◆ **What to produce**: Recast the records below as a two-column CSV with the headers "prompt" and "points", one row per record, holding its text and its answer. Put each value in a single quoted field, with line breaks turned into spaces.

Coordinate labeling data:
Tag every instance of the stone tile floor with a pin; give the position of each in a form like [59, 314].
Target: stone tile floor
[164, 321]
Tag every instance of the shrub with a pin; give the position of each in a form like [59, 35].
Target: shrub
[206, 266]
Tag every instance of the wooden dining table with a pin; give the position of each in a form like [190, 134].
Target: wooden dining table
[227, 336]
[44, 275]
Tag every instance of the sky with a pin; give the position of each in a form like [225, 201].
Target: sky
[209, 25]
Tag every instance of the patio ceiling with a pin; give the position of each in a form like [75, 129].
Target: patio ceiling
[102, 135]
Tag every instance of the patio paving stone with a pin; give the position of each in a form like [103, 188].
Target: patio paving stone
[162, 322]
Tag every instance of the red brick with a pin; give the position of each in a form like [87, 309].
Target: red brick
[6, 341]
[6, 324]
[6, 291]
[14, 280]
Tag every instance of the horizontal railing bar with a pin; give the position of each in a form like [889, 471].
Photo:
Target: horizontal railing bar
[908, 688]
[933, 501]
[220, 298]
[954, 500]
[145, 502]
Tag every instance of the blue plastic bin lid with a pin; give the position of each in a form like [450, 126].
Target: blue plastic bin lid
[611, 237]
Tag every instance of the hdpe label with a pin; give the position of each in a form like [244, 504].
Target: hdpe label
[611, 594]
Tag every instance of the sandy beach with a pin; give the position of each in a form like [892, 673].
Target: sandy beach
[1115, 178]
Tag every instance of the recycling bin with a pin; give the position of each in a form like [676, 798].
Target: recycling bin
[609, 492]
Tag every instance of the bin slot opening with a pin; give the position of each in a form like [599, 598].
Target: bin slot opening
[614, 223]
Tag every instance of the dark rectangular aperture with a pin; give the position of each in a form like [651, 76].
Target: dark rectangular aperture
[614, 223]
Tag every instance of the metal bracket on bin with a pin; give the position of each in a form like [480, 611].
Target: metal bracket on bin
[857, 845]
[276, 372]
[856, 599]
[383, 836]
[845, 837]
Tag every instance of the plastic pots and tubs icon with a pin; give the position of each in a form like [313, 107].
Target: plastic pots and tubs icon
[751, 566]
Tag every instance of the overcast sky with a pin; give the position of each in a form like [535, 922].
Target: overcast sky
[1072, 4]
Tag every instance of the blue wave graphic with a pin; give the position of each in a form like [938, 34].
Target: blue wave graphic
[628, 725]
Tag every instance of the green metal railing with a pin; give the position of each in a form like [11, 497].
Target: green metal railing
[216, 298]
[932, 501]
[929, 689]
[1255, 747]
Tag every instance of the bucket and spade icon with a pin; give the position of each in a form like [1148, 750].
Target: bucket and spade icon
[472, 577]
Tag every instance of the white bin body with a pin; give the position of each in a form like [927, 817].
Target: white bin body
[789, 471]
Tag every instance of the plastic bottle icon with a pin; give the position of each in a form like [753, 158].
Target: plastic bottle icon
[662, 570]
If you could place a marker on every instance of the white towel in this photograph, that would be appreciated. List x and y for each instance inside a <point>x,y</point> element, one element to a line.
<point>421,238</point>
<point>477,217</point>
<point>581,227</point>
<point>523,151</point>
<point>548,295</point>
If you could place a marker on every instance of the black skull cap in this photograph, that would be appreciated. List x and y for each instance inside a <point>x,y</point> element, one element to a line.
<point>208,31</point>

◆ **Answer to this task**:
prompt,points
"Tag every instance of the stone tile floor with a pin; give the position of each in a form like [59, 314]. Target: stone tile floor","[164, 321]"
"Tag every instance of the shrub with a pin; give the position of each in a form like [59, 35]. Target: shrub","[206, 266]"
"Tag every instance of the wooden dining table with a pin; give the position of each in a form like [190, 134]. Target: wooden dining table","[227, 336] [44, 275]"
"Tag every instance of the sky with a pin; give the position of each in a form like [225, 201]. Target: sky","[209, 25]"
"Tag every instance of the patio ceiling with a pin; give the position of each in a form like [75, 129]. Target: patio ceiling","[102, 135]"
"Tag every instance of the patio paving stone with a pin; give the position of each in a form like [103, 188]. Target: patio paving stone","[162, 322]"
"Tag every instance of the red brick with a pin; give the position of each in a form like [87, 309]. Target: red brick","[6, 341] [6, 324] [6, 291] [14, 280]"
"Tag every instance of the horizontal railing bar with a pin; give the position of each in a form like [889, 471]. Photo: Target: horizontal railing bar","[908, 688] [933, 501] [220, 298] [954, 500] [145, 502]"
"Tag every instance of the blue plastic bin lid with a pin; give the position of each in a form like [450, 126]. Target: blue plastic bin lid","[611, 237]"
"Tag every instance of the hdpe label with a pin; give the position of each in a form like [244, 504]. Target: hdpe label","[611, 594]"
"Tag every instance of the sandy beach with a pin; give the position of each in a form like [892, 673]. Target: sandy beach","[1115, 178]"
"Tag every instance of the recycling bin with a pin; give the position of each in a form like [676, 798]. Target: recycling bin","[609, 492]"
"Tag every instance of the bin slot opening with a pin; give the position of each in a form like [599, 598]. Target: bin slot opening","[614, 223]"
"Tag every instance of the dark rectangular aperture with a pin; give the position of each in a form like [651, 76]. Target: dark rectangular aperture","[614, 223]"
"Tag every instance of the metal bracket on bin with a pin; give the position of each in a form like [480, 611]. Target: metal bracket on bin","[857, 845] [276, 372] [856, 599] [383, 836] [845, 837]"
"Tag every instance of the plastic pots and tubs icon with a pin; give the position of each in a form like [313, 107]. Target: plastic pots and tubs icon","[751, 566]"
"Tag every instance of the overcast sky with a pin; give the position of each in a form like [535, 922]. Target: overcast sky","[1072, 4]"
"Tag every instance of the blue wave graphic with a pin; give the position of each in a form like [938, 34]. Target: blue wave graphic","[628, 725]"
"Tag every instance of the green metal railing with a pin; give the position of each in a form like [11, 497]. Target: green metal railing","[216, 298] [932, 501] [929, 689] [1255, 747]"
"Tag every instance of the bucket and spade icon with a pin; give the position of each in a form like [1148, 750]. Target: bucket and spade icon","[472, 577]"
"Tag every instance of the white bin body with a pin; give the position of each in a form like [927, 817]. Target: white bin body","[789, 471]"
"Tag every instance of the plastic bottle icon with a pin; give the position of each in a form like [753, 158]. Target: plastic bottle icon","[662, 570]"
"If you could place a marker on every instance of the white towel in this photograph, that would be appreciated. List x and y for each instance inside a <point>x,y</point> element, one element to a line.","<point>421,238</point> <point>477,217</point> <point>581,227</point> <point>523,151</point> <point>548,295</point>"
"If you could place a marker on every instance of the black skull cap in this photograph, that would be appreciated. List x and y for each instance inside a <point>x,y</point> element, one element to a line.","<point>208,31</point>"